--- begin EXERCISE MATERIAL ---

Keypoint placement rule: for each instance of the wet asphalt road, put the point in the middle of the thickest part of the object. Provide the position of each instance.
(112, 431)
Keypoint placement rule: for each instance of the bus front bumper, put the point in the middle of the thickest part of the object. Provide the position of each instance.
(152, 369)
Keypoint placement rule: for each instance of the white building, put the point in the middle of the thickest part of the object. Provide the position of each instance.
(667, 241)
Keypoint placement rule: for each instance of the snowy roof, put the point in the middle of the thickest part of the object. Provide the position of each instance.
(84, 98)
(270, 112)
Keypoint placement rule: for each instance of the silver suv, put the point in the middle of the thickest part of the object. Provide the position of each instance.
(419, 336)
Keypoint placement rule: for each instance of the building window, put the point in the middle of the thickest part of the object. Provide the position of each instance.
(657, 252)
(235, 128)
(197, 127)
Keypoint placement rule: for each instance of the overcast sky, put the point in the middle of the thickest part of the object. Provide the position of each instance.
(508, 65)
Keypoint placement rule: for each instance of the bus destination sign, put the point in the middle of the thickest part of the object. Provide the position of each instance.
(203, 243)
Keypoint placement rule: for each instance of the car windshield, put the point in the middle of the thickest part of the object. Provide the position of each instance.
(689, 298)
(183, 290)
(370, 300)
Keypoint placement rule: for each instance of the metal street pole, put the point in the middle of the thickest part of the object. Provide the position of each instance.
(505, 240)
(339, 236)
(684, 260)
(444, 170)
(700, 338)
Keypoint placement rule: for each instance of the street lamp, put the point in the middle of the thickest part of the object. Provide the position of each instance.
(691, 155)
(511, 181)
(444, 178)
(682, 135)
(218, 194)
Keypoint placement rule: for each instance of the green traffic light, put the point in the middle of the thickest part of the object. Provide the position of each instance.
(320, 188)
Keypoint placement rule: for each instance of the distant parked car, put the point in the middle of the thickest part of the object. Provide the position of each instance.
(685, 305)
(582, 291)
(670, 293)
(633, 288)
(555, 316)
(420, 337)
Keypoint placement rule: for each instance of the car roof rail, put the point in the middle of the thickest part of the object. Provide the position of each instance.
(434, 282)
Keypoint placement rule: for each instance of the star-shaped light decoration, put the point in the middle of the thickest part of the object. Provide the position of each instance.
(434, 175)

--- end EXERCISE MATERIAL ---

WORK TO BE COMPLETED ▸ Rewrite all of the records above as a numbered list, omitting any blank lines.

FULL OUTPUT ▸
1. Keypoint placement rule: for each instance of the wet asphalt road, put the point in the middle of the thickest part of the object. Provide the position of each instance.
2. (112, 431)
3. Keypoint placement rule: for each instance of the bus front bumper, put the point in the middle of the thickest part of the object. Provide the position of each instance.
4. (152, 369)
5. Keypoint placement rule: for each instance of the white building, put the point in the middle of the thickest part of the object. Provide the position of each instance.
6. (667, 241)
7. Keypoint placement rule: for each instance of the snowy roof, put the point in the middle of the thickest part of the object. Provide the position of each instance.
8. (84, 98)
9. (270, 112)
10. Keypoint placement rule: for each instance of the silver suv, put the point in the middle of the thickest part of the object. Provide the position of each instance.
11. (419, 336)
12. Keypoint placement rule: for each instance of the building window, put the point in the middle of the thickest part of the object. Provide the position of each instance.
13. (657, 252)
14. (235, 128)
15. (197, 127)
16. Keypoint placement rule: for each instance of the overcast sky, put the point in the middle of the thickest part of the object. Provide the position of each instance.
17. (508, 65)
18. Keypoint placement rule: for each instance of the bus destination sign, put the point in the middle of the thickest part of the object. Provide the position of each instance.
19. (203, 243)
20. Keypoint placement rule: for each instance of the car windshield, put the point in the middle of the thickest part of the object. Provide the position of each instance.
21. (689, 298)
22. (183, 290)
23. (370, 300)
24. Keypoint placement rule: for each instance of the metal street pole, put the point in the middle of the thickest part of the object. Provide the position of each instance.
25. (505, 240)
26. (339, 236)
27. (684, 260)
28. (444, 170)
29. (700, 338)
30. Keypoint placement rule: for each instance of the street lamp, put the point in the middle of the thickest part of the object. Provide the position of each instance.
31. (691, 155)
32. (511, 181)
33. (444, 178)
34. (682, 135)
35. (218, 194)
36. Keypoint placement rule: for each instance of the green traffic light, put the point in the middle of the thickest part of the object. Provide the position of each instance.
37. (320, 188)
38. Keypoint placement rule: for each instance of the distant parked car, put the point in the middle of the thickest part of the object. Provide the position of each instance.
39. (685, 305)
40. (582, 291)
41. (670, 293)
42. (633, 288)
43. (555, 316)
44. (420, 337)
45. Keypoint placement rule: for each instance of the car roof rail, put the point in the middle of the thickest part of the object. Provide the position of each instance.
46. (434, 282)
47. Keypoint placement rule: for each instance of the star-shaped light decoration, put the point in the middle of the thickest part of the object. Provide the position of each instance.
48. (434, 175)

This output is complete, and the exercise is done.